**Problem**
Repeat each record exactly as written, and drop any images.

**Working data**
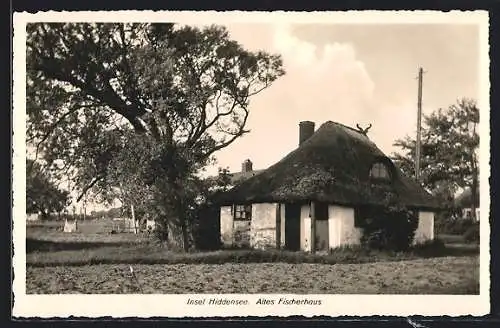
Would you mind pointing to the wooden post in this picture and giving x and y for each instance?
(278, 226)
(133, 217)
(312, 213)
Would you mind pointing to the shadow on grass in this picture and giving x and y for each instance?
(36, 245)
(86, 253)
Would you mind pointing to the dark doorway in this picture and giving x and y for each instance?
(292, 227)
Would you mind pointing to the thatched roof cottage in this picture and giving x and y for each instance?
(314, 195)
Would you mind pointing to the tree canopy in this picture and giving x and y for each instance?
(42, 195)
(138, 109)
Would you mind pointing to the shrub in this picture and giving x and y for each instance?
(455, 226)
(388, 228)
(472, 234)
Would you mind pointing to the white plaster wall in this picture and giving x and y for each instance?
(342, 231)
(425, 228)
(241, 233)
(226, 226)
(263, 226)
(305, 228)
(305, 242)
(282, 209)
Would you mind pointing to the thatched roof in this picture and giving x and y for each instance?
(464, 200)
(331, 166)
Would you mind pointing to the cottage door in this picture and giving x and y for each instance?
(242, 225)
(292, 227)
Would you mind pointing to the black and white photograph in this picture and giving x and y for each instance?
(251, 163)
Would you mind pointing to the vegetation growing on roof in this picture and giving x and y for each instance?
(332, 166)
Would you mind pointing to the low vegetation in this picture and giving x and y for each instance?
(449, 275)
(94, 261)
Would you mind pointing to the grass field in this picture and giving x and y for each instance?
(93, 261)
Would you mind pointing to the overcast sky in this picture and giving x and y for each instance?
(352, 73)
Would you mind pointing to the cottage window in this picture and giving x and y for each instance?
(379, 171)
(321, 211)
(242, 212)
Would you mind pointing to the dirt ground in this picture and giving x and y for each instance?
(448, 275)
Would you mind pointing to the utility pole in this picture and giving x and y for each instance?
(419, 125)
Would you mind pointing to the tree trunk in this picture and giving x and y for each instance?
(475, 184)
(179, 235)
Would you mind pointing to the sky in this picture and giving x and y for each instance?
(352, 73)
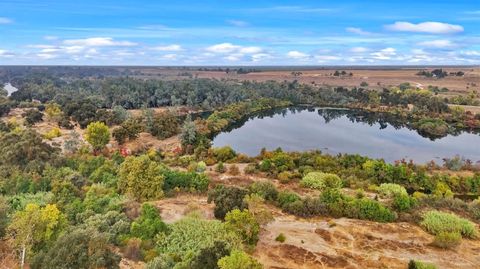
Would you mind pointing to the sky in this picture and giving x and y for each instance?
(256, 33)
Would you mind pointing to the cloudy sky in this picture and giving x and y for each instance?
(142, 32)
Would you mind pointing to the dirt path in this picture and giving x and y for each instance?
(355, 244)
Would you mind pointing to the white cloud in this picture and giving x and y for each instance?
(4, 20)
(326, 58)
(50, 37)
(232, 52)
(359, 49)
(98, 42)
(173, 47)
(238, 23)
(295, 54)
(170, 56)
(6, 53)
(261, 56)
(384, 54)
(46, 56)
(470, 53)
(425, 27)
(440, 43)
(358, 31)
(223, 48)
(297, 9)
(250, 50)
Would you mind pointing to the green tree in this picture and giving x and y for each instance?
(244, 224)
(98, 135)
(227, 199)
(32, 116)
(53, 111)
(4, 207)
(188, 135)
(148, 224)
(80, 248)
(141, 177)
(239, 260)
(34, 227)
(208, 257)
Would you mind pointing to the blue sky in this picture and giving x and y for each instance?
(368, 32)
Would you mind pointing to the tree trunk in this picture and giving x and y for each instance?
(24, 249)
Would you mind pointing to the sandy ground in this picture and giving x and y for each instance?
(375, 77)
(335, 243)
(355, 244)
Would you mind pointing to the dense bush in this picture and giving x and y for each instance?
(420, 265)
(32, 116)
(208, 257)
(264, 189)
(321, 181)
(148, 224)
(165, 125)
(391, 190)
(86, 249)
(226, 199)
(436, 222)
(224, 154)
(239, 260)
(190, 235)
(141, 178)
(447, 239)
(244, 224)
(187, 181)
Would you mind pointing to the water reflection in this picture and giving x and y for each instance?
(378, 135)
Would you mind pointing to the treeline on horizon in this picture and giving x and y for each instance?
(89, 100)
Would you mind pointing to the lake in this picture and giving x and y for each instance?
(334, 131)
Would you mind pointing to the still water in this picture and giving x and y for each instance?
(336, 131)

**Complete response**
Would you mind pointing to the wooden post in this picture and giving x and y for each instance?
(278, 226)
(133, 217)
(312, 213)
Would you mind pointing to the shadow on grass in this picture and giving x and y for each instance?
(36, 245)
(86, 253)
Would you mind pointing to the dark doorway in this picture and giving x and y for each instance?
(292, 227)
Would you mind pointing to the thatched roof cottage in this picture and giving x and y for each instance?
(314, 195)
Would you mind pointing to the tree canopy in this picture and giving x and y for each instance?
(42, 195)
(138, 109)
Would you mind pointing to the shrub in this picture and giving x and y for each instance?
(455, 226)
(388, 228)
(472, 234)
Would you mind pointing to the white plaster wall in this picture and giving x and y for each instance?
(342, 231)
(425, 228)
(241, 233)
(226, 226)
(263, 226)
(305, 228)
(305, 242)
(282, 209)
Would you mind pointing to the thatched roof in this picture and giving x and y for each instance?
(464, 200)
(331, 166)
Would you mind pointing to the cottage door in this picture and giving x and y for each instance?
(242, 225)
(292, 227)
Would you mind pointing to the black and white photograph in this picture and giving x and y for each instance?
(251, 163)
Would you mind pointing to the vegetation growing on roof in this picture and giving x and y for each instance?
(332, 166)
Would you mind pointing to the low vegetation in this picture and giving x and y for each instance?
(449, 275)
(94, 261)
Would you mind pointing to the grass field in this picture and giving x and y for each instance?
(93, 261)
Would you mind pointing to the overcast sky in this picture and giving x and y for each instance?
(352, 73)
Would you mind pointing to the cottage window in this picture and giving x and y for each instance?
(379, 171)
(321, 211)
(242, 212)
Would you mind pointing to the dirt ground in this picture and giving x and y for each instance?
(448, 275)
Would you mind pointing to the utility pole in this picture and giving x and y for each instance?
(419, 125)
Would you mind pointing to the tree trunk in this picture and giving x and y for each instance?
(475, 184)
(179, 235)
Would you mind pointing to the sky in this picture and giving x and y for each instance?
(352, 73)
Would you mind pointing to the sky in this picture and giving x and y for each instance?
(256, 33)
Would you mind pointing to the cloudy sky in this picture and giving x and y for each instance?
(142, 32)
Would you mind pointing to the dirt path in this picture and giving x and y for each instance?
(355, 244)
Would you mind pointing to the white cloud in this picture and giving x and y for each instance?
(4, 20)
(326, 58)
(50, 37)
(232, 52)
(359, 49)
(98, 42)
(173, 47)
(238, 23)
(295, 54)
(170, 56)
(6, 53)
(261, 56)
(384, 54)
(46, 56)
(470, 53)
(425, 27)
(440, 43)
(358, 31)
(223, 48)
(297, 9)
(250, 50)
Would you mind pointing to the green tree in this picture and giving x and y for each instance?
(244, 224)
(98, 135)
(227, 199)
(32, 116)
(53, 111)
(4, 207)
(188, 135)
(148, 224)
(80, 248)
(141, 177)
(239, 260)
(34, 227)
(208, 257)
Would you mind pointing to the blue sky in this picture and giving x and y for each instance?
(368, 32)
Would you mind pointing to the tree trunk in this picture and giving x and y for each instance?
(24, 249)
Would you mind pointing to the sandy ground in this picture and giving x and y for each instance?
(375, 77)
(335, 243)
(355, 244)
Would you mind pointing to the dense bush in this picture and giving x and y for each instance?
(420, 265)
(32, 116)
(208, 257)
(264, 189)
(321, 181)
(148, 224)
(165, 125)
(391, 190)
(86, 249)
(226, 199)
(436, 222)
(224, 154)
(239, 260)
(190, 235)
(141, 178)
(447, 239)
(244, 224)
(187, 181)
Would you mind pointing to the water reflection in this picture and giving x and y for each instance?
(378, 135)
Would you mind pointing to the treeline on horizon in this picture and giving x and y for each instance?
(89, 100)
Would you mind pointing to the lake in this picture and giving x and y for each instance?
(334, 131)
Would you mind pointing to the still water in this picture and giving x and y for each instance?
(336, 131)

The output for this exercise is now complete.